Re: Potential issues (security and otherwise) with the current cgroup-bpf API

From: Alexei Starovoitov
Date: Mon Dec 19 2016 - 22:18:18 EST


On Mon, Dec 19, 2016 at 04:25:32PM -0800, Andy Lutomirski wrote:
> On Mon, Dec 19, 2016 at 4:02 PM, Alexei Starovoitov
> <alexei.starovoitov@xxxxxxxxx> wrote:
> > On Mon, Dec 19, 2016 at 01:23:50PM -0800, Andy Lutomirski wrote:
> >> On Mon, Dec 19, 2016 at 12:56 PM, Alexei Starovoitov
> >> <alexei.starovoitov@xxxxxxxxx> wrote:
> >> > On Sat, Dec 17, 2016 at 10:18:44AM -0800, Andy Lutomirski wrote:
> >> >> Hi all-
> >> >>
> >> >> I apologize for being rather late with this. I didn't realize that
> >> >> cgroup-bpf was going to be submitted for Linux 4.10, and I didn't see
> >> >> it on the linux-api list, so I missed the discussion.

****************

Directives:
1. Retype the cgroup-bpf message from "On Mon, Dec 19, 2016 at 04:25:32PM" through "missed the discussion.", keeping every character unchanged.
2. Answer these questions using the cgroup-bpf message:
(a) What date and time does the header give for Alexei Starovoitov's message?
(b) For which Linux version did the quoted writer not realize cgroup-bpf was going to be submitted?
(c) On which mailing list did the quoted writer not see cgroup-bpf?
3. Carry on writing the cgroup-bpf message, starting after its final line.
The items that come next are from a separate source and have no connection to the cgroup-bpf message.

Part of a data file:
****************

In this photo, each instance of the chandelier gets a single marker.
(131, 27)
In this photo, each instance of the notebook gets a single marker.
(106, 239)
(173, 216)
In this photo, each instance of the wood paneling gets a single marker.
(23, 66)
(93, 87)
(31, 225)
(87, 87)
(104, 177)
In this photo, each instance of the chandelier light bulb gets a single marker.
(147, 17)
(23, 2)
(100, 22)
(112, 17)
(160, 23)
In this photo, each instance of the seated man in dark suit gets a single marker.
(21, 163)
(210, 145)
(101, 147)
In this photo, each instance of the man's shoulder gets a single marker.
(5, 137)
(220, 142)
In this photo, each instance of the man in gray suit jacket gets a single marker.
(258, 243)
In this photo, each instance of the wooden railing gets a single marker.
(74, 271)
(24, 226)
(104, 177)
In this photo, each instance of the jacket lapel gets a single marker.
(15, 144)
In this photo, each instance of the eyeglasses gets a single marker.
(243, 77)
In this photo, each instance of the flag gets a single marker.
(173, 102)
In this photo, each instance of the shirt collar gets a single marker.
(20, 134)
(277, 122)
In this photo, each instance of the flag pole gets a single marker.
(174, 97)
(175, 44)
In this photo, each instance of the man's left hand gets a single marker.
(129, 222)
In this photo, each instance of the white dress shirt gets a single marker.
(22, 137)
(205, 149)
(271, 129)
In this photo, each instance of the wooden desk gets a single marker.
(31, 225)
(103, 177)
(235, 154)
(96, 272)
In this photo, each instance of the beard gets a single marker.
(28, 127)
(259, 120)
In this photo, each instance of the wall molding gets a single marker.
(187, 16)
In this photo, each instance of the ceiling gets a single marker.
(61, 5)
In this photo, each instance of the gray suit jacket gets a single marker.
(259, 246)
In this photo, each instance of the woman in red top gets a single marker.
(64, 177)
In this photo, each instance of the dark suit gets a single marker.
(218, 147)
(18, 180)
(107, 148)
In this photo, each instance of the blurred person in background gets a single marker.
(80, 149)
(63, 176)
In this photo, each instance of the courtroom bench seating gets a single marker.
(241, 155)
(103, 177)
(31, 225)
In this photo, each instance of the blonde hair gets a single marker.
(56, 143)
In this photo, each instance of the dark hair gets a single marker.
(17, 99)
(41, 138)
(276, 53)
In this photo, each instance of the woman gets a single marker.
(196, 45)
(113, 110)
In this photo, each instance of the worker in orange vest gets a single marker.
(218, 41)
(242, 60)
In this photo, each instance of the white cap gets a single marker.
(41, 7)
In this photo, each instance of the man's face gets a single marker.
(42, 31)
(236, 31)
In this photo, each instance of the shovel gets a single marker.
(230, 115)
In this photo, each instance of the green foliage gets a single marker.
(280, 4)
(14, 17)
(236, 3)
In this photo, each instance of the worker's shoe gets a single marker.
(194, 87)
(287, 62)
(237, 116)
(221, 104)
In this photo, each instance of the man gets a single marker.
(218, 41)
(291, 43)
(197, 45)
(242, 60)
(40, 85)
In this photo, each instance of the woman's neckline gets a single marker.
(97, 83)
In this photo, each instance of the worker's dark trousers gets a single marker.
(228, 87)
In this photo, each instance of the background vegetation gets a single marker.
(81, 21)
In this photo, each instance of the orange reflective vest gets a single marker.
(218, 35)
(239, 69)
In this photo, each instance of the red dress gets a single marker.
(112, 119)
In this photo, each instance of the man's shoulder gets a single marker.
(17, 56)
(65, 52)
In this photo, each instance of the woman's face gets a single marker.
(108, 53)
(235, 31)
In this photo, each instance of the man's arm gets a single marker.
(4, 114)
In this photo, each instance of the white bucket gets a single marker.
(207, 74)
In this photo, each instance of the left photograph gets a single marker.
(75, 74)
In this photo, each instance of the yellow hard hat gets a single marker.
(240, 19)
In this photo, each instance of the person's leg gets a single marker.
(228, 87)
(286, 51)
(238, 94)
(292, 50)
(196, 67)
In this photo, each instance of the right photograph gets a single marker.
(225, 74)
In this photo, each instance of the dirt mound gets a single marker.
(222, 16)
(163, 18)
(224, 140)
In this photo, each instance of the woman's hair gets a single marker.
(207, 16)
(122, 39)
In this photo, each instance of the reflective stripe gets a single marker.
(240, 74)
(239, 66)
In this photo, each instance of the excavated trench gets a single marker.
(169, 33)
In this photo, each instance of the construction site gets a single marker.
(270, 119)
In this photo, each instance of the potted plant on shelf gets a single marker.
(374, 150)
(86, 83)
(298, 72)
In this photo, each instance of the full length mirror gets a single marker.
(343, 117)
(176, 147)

****************

Written answers:
1.
On Mon, Dec 19, 2016 at 04:25:32PM -0800, Andy Lutomirski wrote:
> On Mon, Dec 19, 2016 at 4:02 PM, Alexei Starovoitov
> <alexei.starovoitov@xxxxxxxxx> wrote:
> > On Mon, Dec 19, 2016 at 01:23:50PM -0800, Andy Lutomirski wrote:
> >> On Mon, Dec 19, 2016 at 12:56 PM, Alexei Starovoitov
> >> <alexei.starovoitov@xxxxxxxxx> wrote:
> >> > On Sat, Dec 17, 2016 at 10:18:44AM -0800, Andy Lutomirski wrote:
> >> >> Hi all-
> >> >>
> >> >> I apologize for being rather late with this. I didn't realize that
> >> >> cgroup-bpf was going to be submitted for Linux 4.10, and I didn't see
> >> >> it on the linux-api list, so I missed the discussion.

2.
(a) Mon Dec 19 2016 - 22:18:18 EST
(b) Linux 4.10
(c) The linux-api list

3.
> >> >>
> >> >> I think that the inet ingress, egress etc filters are a neat feature,
> >> >> but I think the API has some issues that will bite us down the road
> >> >> if it becomes stable in its current form.
> >> >>
> >> >> Most of the problems I see are summarized in this transcript:
> >> >>
> >> >> # mkdir cg2
> >> >> # mount -t cgroup2 none cg2
> >> >> # mkdir cg2/nosockets
> >> >> # strace cgrp_socket_rule cg2/nosockets/ 0
> >> >> ...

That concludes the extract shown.